### DATA FOR THIS EXERCISE
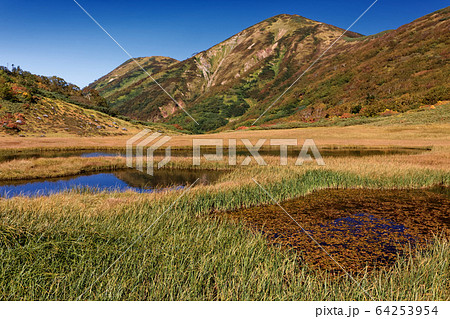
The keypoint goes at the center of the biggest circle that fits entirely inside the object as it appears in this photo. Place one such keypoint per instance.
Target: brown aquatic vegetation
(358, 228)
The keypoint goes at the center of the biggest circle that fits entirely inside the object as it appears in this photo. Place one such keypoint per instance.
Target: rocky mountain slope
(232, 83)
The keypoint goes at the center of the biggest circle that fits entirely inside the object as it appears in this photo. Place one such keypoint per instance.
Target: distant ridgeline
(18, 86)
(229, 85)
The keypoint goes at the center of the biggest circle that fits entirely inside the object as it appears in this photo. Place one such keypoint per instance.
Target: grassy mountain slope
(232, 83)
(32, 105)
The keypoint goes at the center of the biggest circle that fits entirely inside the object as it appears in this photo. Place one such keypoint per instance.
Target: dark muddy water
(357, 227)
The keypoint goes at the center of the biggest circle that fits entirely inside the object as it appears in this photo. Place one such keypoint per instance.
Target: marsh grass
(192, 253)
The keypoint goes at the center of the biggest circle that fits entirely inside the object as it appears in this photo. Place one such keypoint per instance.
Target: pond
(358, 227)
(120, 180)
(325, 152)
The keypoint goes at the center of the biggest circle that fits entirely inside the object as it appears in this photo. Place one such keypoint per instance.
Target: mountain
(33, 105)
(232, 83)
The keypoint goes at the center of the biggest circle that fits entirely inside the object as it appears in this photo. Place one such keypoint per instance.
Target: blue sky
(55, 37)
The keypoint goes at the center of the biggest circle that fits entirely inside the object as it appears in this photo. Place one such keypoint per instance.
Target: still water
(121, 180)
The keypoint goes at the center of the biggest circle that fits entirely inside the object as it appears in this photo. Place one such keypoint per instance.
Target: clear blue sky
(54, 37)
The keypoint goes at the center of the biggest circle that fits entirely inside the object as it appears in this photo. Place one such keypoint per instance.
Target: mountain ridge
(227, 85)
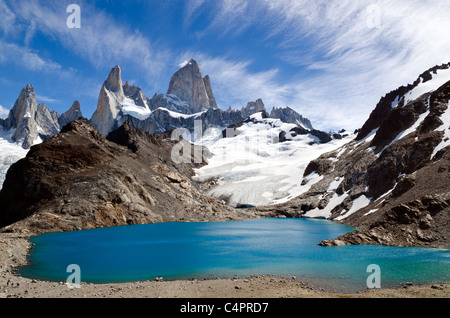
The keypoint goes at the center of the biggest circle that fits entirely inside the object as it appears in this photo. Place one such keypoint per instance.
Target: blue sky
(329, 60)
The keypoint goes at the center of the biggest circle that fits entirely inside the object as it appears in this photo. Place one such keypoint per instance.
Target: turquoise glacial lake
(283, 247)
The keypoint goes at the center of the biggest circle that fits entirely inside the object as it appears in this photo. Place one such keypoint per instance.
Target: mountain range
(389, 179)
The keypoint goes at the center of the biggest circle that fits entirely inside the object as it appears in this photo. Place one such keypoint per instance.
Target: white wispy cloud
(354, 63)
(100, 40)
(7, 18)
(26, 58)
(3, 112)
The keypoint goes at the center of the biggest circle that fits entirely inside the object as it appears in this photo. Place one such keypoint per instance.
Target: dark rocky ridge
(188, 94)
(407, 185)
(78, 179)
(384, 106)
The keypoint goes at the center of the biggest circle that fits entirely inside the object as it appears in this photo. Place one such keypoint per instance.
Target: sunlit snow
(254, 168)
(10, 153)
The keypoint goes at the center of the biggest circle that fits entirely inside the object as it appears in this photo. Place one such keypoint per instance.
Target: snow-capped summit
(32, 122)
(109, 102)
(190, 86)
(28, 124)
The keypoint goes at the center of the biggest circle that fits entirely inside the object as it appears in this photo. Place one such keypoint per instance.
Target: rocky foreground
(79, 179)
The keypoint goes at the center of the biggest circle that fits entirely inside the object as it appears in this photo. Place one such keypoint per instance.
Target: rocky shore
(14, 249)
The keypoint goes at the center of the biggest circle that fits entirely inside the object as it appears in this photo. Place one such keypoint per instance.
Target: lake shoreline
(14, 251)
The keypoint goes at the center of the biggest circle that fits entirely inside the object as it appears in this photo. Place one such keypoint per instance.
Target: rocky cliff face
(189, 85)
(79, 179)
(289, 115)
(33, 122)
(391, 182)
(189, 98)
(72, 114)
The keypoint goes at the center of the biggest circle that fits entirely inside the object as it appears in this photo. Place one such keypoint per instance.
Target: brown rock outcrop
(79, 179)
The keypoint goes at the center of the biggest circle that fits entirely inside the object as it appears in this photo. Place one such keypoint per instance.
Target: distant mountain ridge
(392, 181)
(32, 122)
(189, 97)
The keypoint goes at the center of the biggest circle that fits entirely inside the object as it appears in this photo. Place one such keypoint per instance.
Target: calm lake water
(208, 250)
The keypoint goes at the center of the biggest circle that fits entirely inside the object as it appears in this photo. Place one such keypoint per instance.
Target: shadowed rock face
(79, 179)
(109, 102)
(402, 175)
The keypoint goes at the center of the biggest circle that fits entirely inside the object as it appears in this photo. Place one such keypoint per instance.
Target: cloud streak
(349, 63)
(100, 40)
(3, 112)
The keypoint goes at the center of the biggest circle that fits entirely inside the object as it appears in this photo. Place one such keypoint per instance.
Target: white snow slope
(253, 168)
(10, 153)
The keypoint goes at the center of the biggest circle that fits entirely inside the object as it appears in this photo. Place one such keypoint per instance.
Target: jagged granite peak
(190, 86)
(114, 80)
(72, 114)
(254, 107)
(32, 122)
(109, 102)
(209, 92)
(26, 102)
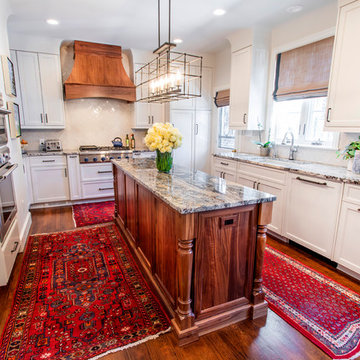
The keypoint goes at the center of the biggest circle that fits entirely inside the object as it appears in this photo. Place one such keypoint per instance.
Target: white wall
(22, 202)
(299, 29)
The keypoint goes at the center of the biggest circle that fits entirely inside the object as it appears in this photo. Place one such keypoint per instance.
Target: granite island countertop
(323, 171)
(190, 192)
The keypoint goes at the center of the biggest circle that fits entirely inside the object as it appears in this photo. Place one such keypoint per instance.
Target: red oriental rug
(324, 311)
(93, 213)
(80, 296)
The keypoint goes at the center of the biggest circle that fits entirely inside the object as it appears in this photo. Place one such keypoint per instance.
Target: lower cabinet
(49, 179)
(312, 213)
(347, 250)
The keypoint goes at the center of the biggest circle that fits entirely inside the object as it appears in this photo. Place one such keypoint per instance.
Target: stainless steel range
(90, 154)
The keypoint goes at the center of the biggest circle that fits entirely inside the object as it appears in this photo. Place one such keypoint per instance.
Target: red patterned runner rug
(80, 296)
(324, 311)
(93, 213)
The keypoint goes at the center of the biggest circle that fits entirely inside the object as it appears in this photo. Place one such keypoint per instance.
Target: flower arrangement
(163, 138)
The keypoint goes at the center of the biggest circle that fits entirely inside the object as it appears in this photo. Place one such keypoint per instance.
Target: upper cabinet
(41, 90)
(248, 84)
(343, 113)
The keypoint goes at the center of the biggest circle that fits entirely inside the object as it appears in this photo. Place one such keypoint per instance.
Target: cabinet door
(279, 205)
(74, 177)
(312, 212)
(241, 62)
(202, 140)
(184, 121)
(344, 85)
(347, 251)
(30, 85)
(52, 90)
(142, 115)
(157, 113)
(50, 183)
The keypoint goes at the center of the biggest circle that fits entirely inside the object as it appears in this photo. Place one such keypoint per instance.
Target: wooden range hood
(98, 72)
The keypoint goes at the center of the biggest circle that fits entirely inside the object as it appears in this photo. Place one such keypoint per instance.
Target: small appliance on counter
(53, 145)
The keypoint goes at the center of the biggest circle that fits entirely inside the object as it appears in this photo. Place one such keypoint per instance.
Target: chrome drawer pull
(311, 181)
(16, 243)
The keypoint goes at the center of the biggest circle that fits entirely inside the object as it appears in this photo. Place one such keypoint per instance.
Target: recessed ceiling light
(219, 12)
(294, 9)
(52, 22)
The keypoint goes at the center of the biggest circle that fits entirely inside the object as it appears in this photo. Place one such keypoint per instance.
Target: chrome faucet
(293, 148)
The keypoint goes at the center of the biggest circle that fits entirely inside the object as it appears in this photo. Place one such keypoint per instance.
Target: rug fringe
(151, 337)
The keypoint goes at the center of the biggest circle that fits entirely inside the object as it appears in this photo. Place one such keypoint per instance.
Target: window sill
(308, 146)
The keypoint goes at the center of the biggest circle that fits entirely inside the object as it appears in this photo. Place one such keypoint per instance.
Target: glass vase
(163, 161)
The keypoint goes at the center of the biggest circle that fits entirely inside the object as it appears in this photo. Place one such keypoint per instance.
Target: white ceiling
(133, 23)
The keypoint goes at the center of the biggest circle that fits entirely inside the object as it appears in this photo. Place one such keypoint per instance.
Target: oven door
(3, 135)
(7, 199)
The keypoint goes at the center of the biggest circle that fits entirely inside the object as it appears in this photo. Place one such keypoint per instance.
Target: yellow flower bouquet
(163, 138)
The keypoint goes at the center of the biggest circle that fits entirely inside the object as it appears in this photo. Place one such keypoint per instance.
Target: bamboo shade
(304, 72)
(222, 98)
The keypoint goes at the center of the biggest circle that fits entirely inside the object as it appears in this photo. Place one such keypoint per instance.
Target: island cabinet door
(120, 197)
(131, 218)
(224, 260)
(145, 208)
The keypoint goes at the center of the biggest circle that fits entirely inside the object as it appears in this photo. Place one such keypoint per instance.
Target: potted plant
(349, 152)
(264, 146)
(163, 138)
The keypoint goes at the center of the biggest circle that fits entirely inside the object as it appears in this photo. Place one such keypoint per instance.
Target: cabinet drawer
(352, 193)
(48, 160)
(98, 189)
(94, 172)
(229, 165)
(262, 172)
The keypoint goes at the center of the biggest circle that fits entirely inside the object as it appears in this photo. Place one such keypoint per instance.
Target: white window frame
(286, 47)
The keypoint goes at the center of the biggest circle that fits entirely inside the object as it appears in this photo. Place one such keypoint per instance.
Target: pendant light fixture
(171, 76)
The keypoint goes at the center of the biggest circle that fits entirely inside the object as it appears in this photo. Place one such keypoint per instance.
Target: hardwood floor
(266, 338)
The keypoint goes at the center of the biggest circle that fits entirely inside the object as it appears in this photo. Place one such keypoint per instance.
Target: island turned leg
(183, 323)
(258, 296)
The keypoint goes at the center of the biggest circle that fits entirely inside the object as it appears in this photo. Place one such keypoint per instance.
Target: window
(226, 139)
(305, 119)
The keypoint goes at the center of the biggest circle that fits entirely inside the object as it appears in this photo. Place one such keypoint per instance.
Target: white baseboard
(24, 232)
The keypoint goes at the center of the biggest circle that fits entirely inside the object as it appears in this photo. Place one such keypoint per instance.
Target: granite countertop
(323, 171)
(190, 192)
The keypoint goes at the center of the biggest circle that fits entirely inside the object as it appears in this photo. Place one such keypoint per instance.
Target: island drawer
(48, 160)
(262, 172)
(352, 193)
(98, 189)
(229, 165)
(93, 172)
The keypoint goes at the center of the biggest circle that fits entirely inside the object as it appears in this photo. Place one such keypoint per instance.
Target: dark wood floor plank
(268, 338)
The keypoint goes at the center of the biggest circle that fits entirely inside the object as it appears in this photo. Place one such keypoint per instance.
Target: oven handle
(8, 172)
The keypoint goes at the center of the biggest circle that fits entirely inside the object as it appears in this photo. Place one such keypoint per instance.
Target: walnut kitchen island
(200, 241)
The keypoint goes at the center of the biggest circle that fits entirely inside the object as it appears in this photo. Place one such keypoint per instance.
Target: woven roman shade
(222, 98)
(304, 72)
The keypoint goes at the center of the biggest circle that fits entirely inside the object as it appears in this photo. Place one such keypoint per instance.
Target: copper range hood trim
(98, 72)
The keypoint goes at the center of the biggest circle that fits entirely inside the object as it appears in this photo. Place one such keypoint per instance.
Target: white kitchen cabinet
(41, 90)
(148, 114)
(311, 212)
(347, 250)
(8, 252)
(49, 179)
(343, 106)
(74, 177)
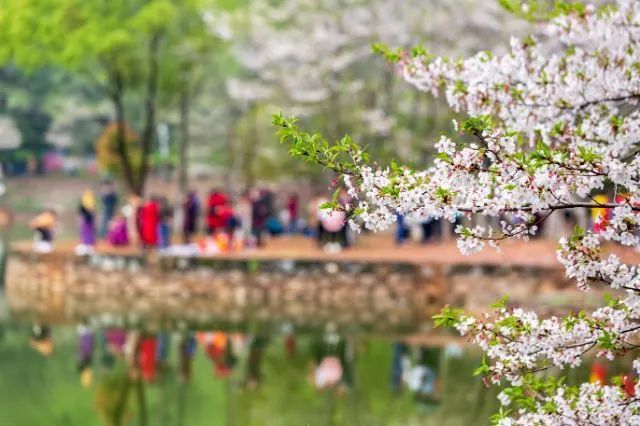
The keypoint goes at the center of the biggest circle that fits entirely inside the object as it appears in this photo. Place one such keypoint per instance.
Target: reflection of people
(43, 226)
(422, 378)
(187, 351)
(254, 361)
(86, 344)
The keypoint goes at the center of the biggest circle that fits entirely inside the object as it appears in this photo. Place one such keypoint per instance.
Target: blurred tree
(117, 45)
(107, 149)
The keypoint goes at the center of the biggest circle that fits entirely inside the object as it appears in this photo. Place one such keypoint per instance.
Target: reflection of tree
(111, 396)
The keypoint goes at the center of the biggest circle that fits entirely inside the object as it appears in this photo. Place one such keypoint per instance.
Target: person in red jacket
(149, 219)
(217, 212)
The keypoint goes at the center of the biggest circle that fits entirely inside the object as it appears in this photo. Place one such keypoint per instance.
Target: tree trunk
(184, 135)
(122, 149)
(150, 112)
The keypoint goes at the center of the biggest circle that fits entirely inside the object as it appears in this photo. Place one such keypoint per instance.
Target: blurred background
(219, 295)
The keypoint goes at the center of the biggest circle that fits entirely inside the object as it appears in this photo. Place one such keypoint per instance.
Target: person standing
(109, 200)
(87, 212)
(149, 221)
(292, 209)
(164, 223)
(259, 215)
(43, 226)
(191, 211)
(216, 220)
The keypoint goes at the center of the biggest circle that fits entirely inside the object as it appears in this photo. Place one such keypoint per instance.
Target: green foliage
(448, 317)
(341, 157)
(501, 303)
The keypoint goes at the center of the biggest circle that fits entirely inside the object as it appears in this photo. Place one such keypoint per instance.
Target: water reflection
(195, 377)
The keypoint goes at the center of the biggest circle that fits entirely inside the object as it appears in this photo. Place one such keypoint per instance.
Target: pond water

### GOAL
List each line in the items above that contains the word "ceiling".

### RESULT BELOW
Target: recessed ceiling light
Target: white ceiling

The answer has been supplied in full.